(Text provided Opens)

That approach is becoming increasingly risky.
As prescription drug spend continues to rise, employers are facing a new reality. Overspending is no longer just a financial issue. It is a fiduciary one.
Fiduciary Responsibility Has Evolved
Plan fiduciaries are expected to act prudently and solely in the interest of plan participants. Historically, that responsibility focused heavily on retirement plans and investment oversight.
Healthcare benefits are now entering that same conversation.

Employers are being asked to demonstrate:
- Active oversight of benefit decisions
- Reasonable processes for evaluating vendors
- Understanding of cost drivers and incentive structures
- Willingness to challenge industry norms when they conflict with participant interests
Pharmacy, with its rapidly escalating costs and layered intermediaries, sits squarely in the center of that expectation.
Why Prescription Drug Spend Draws Scrutiny
Prescription drugs represent one of the opaquest areas of the health plan. That opacity creates risk.

(Text provided Closes)
(Listed records Opens)

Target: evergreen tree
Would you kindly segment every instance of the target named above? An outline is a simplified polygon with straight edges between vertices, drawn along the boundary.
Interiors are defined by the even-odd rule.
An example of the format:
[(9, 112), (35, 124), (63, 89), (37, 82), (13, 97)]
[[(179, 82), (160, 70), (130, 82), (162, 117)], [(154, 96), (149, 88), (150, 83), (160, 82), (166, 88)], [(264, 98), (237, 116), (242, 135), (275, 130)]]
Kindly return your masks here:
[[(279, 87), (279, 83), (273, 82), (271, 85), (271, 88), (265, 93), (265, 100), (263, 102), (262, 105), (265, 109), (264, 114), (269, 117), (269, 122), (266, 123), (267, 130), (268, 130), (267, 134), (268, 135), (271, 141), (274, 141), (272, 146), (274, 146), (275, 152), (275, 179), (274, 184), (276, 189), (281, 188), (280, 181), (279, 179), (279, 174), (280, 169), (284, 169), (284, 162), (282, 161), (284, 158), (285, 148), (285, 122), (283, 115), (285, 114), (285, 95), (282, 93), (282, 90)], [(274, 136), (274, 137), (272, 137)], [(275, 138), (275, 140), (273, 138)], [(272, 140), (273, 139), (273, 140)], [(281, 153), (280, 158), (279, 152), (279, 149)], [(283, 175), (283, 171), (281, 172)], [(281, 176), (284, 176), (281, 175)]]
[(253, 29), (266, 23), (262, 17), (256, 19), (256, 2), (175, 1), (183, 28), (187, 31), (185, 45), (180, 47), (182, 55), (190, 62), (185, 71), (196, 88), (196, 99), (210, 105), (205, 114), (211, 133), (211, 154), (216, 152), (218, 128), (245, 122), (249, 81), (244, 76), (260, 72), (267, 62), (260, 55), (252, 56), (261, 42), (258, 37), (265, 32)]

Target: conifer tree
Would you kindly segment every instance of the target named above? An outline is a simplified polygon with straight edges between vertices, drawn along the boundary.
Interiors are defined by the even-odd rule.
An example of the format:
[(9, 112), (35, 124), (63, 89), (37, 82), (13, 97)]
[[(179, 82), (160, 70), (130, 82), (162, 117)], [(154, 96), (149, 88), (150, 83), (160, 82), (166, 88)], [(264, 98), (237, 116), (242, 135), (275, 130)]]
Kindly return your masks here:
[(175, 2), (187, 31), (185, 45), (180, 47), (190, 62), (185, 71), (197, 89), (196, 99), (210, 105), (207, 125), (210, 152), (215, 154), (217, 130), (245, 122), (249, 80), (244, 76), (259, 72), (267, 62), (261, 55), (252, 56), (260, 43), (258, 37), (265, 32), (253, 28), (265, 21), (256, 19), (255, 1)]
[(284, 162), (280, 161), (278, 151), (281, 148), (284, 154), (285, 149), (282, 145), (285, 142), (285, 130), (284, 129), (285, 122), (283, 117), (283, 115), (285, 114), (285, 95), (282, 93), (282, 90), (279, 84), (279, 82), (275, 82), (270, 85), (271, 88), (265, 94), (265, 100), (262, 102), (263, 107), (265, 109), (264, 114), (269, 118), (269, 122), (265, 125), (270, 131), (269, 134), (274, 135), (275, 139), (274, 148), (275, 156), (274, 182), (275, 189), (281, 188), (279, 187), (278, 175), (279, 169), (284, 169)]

(Listed records Closes)
(Listed records Opens)

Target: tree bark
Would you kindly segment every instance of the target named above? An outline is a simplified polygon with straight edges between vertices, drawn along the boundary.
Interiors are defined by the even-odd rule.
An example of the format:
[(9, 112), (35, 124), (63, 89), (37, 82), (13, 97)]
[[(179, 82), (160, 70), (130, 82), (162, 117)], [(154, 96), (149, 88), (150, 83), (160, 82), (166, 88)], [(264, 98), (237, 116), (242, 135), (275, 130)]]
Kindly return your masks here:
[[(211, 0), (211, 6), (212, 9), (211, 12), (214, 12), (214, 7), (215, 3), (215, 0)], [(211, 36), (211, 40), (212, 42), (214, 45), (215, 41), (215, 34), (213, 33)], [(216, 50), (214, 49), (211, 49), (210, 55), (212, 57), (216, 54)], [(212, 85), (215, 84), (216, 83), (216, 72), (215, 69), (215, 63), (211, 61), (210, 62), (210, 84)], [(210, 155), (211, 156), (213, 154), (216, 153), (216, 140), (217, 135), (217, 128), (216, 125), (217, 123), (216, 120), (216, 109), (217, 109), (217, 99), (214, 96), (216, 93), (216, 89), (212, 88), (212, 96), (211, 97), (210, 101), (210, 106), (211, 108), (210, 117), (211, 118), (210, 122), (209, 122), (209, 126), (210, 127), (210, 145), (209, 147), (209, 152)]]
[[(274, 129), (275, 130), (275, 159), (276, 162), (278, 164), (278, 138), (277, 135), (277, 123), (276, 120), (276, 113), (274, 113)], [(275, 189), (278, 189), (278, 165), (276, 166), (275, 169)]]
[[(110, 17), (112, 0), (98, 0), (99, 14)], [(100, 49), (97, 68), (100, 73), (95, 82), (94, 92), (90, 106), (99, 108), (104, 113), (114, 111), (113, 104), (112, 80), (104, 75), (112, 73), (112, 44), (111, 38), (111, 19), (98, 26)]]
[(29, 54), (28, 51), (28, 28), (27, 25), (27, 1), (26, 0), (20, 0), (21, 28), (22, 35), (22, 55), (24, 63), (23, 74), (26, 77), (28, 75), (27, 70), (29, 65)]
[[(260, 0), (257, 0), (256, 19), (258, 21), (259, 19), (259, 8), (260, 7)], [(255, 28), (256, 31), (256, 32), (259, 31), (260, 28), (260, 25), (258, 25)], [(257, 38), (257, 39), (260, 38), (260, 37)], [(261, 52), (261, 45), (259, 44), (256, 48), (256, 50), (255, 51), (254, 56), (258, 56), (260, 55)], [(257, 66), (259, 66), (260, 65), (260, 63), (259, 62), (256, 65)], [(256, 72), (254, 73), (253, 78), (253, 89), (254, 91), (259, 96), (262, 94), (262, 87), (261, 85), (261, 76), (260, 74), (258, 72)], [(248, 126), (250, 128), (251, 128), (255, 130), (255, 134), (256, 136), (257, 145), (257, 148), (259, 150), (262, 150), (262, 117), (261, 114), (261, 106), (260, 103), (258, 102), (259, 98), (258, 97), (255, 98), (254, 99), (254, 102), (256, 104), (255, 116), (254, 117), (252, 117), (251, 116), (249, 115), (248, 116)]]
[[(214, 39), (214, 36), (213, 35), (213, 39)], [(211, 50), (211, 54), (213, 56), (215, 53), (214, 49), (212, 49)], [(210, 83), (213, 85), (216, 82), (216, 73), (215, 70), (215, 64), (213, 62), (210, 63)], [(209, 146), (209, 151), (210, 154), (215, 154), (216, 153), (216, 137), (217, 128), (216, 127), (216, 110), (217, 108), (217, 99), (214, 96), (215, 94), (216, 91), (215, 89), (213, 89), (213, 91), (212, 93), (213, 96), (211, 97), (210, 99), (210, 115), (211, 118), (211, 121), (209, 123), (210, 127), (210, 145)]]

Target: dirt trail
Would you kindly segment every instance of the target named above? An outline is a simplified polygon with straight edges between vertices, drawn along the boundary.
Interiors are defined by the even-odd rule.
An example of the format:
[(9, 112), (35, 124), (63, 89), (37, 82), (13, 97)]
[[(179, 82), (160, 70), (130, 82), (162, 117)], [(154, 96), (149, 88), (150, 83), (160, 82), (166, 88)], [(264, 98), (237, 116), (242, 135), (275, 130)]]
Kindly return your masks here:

(Listed records Closes)

Exercise objective:
Copy the stretch of the prescription drug spend passage from "As prescription drug" through "of that expectation.", substituting "suppliers" for "vendors".

Result below:
As prescription drug spend continues to rise, employers are facing a new reality. Overspending is no longer just a financial issue. It is a fiduciary one.
Fiduciary Responsibility Has Evolved
Plan fiduciaries are expected to act prudently and solely in the interest of plan participants. Historically, that responsibility focused heavily on retirement plans and investment oversight.
Healthcare benefits are now entering that same conversation.

Employers are being asked to demonstrate:
- Active oversight of benefit decisions
- Reasonable processes for evaluating suppliers
- Understanding of cost drivers and incentive structures
- Willingness to challenge industry norms when they conflict with participant interests
Pharmacy, with its rapidly escalating costs and layered intermediaries, sits squarely in the center of that expectation.